WHAT THE EXERCISE ASKS: Copy every line of the items below word for word, leaving out the pictures.

INFORMATION PROVIDED:
• • • •

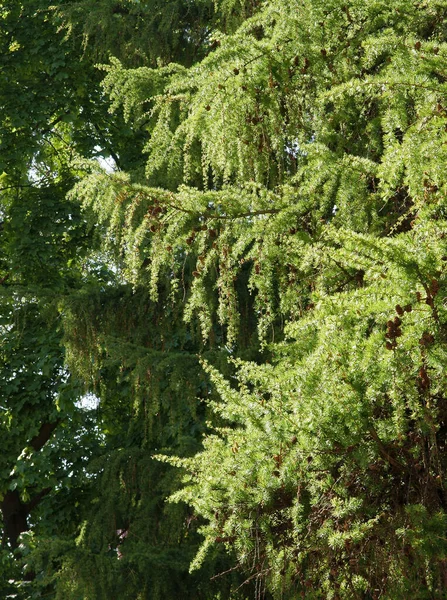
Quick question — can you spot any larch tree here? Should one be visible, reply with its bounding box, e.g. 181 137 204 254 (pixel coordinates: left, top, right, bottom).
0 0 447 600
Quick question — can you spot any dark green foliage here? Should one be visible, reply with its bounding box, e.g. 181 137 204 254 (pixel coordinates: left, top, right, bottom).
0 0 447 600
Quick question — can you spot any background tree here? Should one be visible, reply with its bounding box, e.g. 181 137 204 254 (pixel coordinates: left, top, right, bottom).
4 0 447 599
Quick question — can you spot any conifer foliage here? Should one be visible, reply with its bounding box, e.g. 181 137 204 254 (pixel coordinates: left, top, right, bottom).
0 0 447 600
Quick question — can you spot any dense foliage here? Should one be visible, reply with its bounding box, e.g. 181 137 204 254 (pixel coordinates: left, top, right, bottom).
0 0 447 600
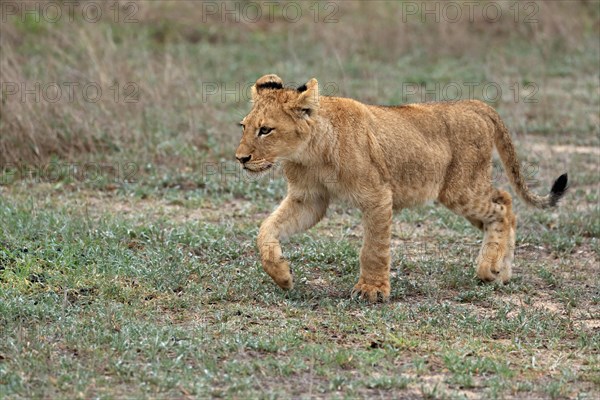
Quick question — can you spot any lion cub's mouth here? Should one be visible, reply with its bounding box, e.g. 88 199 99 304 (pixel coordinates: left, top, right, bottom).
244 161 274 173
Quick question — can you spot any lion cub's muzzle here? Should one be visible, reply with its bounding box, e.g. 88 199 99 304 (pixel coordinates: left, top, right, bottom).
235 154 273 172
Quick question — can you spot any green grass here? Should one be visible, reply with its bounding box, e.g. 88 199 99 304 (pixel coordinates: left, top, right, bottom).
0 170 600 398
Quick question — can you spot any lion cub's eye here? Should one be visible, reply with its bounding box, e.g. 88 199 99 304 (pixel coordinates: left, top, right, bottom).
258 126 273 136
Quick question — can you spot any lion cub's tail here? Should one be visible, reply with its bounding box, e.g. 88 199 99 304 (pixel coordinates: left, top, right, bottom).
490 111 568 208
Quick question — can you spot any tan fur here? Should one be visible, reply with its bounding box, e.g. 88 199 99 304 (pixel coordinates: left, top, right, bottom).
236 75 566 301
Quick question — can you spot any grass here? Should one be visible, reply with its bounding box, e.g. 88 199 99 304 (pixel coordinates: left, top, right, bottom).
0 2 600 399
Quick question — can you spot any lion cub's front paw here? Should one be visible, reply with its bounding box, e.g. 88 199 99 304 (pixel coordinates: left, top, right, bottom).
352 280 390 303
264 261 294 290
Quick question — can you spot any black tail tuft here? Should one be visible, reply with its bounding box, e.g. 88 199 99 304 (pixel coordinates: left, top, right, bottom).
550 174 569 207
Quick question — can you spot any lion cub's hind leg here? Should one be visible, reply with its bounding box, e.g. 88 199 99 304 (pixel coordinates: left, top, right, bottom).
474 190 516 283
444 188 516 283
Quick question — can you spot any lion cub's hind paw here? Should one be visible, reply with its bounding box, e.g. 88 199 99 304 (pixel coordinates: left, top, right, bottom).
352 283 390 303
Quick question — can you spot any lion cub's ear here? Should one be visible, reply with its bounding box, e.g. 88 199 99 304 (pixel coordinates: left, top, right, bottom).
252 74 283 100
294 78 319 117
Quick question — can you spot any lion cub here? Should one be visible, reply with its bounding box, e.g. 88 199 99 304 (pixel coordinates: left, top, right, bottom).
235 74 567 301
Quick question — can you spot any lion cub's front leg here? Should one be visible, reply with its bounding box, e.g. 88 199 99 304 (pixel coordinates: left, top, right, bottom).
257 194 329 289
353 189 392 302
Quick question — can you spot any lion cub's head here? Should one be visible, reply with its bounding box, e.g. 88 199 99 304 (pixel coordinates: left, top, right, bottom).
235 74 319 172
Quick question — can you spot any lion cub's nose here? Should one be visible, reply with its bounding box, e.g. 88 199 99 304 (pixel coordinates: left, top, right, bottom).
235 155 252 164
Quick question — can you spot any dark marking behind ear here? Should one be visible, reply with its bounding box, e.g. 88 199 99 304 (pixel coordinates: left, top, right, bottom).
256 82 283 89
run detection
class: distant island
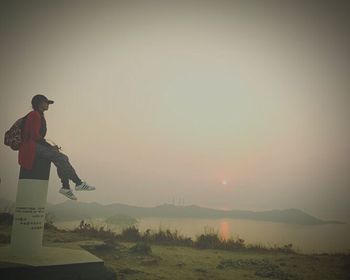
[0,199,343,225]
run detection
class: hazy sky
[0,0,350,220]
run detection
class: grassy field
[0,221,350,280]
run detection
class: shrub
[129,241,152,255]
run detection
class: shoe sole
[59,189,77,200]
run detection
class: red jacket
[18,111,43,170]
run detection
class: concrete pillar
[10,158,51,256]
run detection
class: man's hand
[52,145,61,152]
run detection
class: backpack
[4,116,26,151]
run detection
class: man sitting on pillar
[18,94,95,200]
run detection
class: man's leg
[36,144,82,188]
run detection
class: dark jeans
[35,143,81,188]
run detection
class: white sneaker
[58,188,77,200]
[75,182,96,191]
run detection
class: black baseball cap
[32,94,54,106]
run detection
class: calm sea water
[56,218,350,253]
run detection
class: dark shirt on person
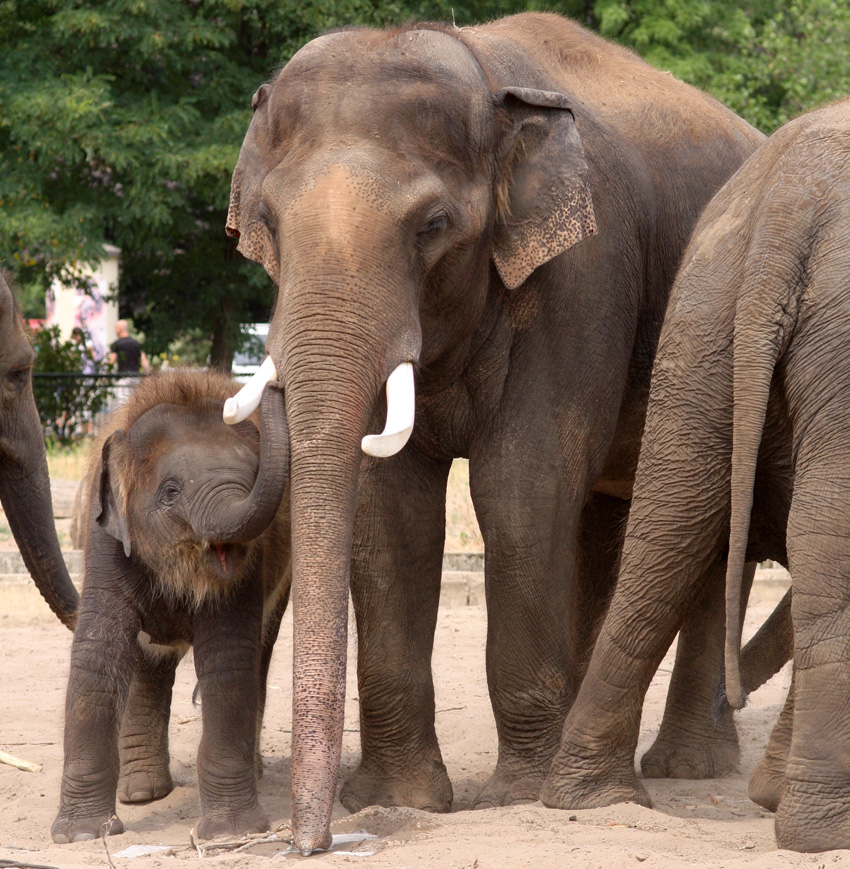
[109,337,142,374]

• • • •

OUTPUT FOR THIS EXERCISE:
Quick question — can you spot any larch tree here? Should one be visible, reply with its bounding box, e.g. 181 137 204 254 (pixel coordinates: left, top, right, bottom).
0 0 447 600
Quick question — can you spot any dark green foliage here? Should one be visible, reply with its bounding box, e.g. 181 137 204 254 (pixel coordinates: left, top, right, bottom).
0 0 447 600
Quick question — can you spot any background tree here? Should one be visible, reply with its bounding box, e.g. 181 137 204 254 (pixel coordinates: left, top, right, bottom).
4 0 447 599
Quick question — can you spot any conifer foliage here? Should one be visible, reply with its bounding box, e.g. 181 137 204 254 (pixel coordinates: left, top, right, bottom).
0 0 447 600
Quick question — can you spot any dense foliage here? Should one be visible, reply with its bounding box, e.g. 181 137 204 254 (pixel coordinates: left, top, right, bottom).
0 0 447 600
Quick question — can you spot any lion cub's mouth here? Should one be visible, reply with its bounding box, e.g. 88 199 99 304 (pixel coordinates: left, top, right, bottom).
244 161 274 173
Quick question — can you spot any lion cub's muzzle here? Should one be visible, reply with its bounding box, e.g. 88 199 99 304 (pixel coordinates: left, top, right, bottom).
235 154 273 172
Quick question — can you spot any green grass here? Should one be visible, reply with its bounding box, e.g. 88 199 99 304 (pixel coordinates: left, top, right, bottom).
0 170 600 398
Quick question — can you spot any lion cub's eye here? Should one be visible, reply with its bounding box, e.g. 88 199 99 304 (pixel coordinates: left, top, right, bottom).
258 126 273 136
Quick question — can you spot any lion cub's tail here? Should one be visible, reply with its bounding box, e.g. 88 199 99 304 (pixel coordinates: left, top, right, bottom).
490 111 568 208
Quick question — can you spot any tan fur here? Should one be visible, reply with its bounding box, e.g. 88 199 99 304 (pixel coordinates: left, top, right, bottom).
236 75 566 301
Quick question — can you spot any grass here? Should one be visible, reply with its bounding box, e.g. 88 199 99 304 (pixel coordinates: left, top, right, bottom).
0 2 600 399
Quick question — can you spot any lion cub's front paw here? Should one be visible, reply with its bounding box, e.g. 88 199 99 304 (pixel coordinates: left, top, right, bottom).
352 280 390 303
264 261 294 290
Quick question — can you spot any black tail tuft here? Should one be visible, reply with its bounding box, e.g. 88 199 99 304 (pixel coordinates: left, top, right, bottom).
550 174 569 207
Quick question — can you spot any lion cub's hind leg here? Should one be visible, reply with its bounding box, e.g. 88 199 99 304 (pixel coordinates: left, top, right, bottom).
474 190 516 283
444 188 516 283
Quick question — can you spot any lion cub's hind paw here? Should one be visible, reply with its bounding box, e.g. 88 199 99 304 (pixel coordinates: left, top, right, bottom).
352 283 390 303
Quick question — can you spot any lion cub's ear here? Should one be visible, reply with its bounding box, e.g. 88 199 99 304 (pixel coordinates: left, top, right, bottom).
252 74 283 100
294 78 319 117
Quick question — can you spot any lion cub here? Should one be visible, reply with its bounding box, e.g. 88 199 99 304 (pixel coordinates: left, top, right, bottom).
235 74 567 301
Quick question — can you spot any lion cub's front leg here? Should one be visible, reply with its bounding box, e.g. 88 199 99 304 (pixel coordinates: left, top, right, bottom).
257 194 329 289
353 189 392 302
Quick question — can you spot any lion cub's head here? Should one be visible, reply with its bounding box, e.g. 88 199 99 304 (pixel coordinates: left, top, right, bottom).
235 74 319 172
Quick question — can you spot any lion cub's nose here? Should one be visible, reply with its bounding box, e.g. 88 199 99 304 (pixel coordinates: left, top, right, bottom).
235 155 252 164
Quick question — can you spot any dark marking behind ear here? Should one be visible, reply with its bounding box, e.g. 88 199 99 304 (pixel coordinates: left, top, right, bottom).
256 82 283 89
run detection
class: distant island
[0,199,343,225]
run detection
class: hazy sky
[0,0,350,220]
run detection
class: grassy field
[0,221,350,280]
run detection
class: shrub
[129,241,152,255]
run detection
class: shoe sole
[59,189,77,200]
run detection
class: red jacket
[18,111,43,170]
run detection
class: concrete pillar
[10,158,51,256]
run detection
class: man's hand
[52,145,61,152]
run detection
class: backpack
[4,116,26,151]
run detection
class: man sitting on pillar
[18,94,95,200]
run detection
class: man's leg
[36,144,82,188]
run detection
class: dark jeans
[35,143,81,188]
run detection
class: white sneaker
[58,188,77,200]
[75,182,96,191]
run detection
class: black baseball cap
[32,94,54,106]
run detection
class: calm sea water
[56,218,350,253]
run detection
class: dark shirt on person
[109,337,142,374]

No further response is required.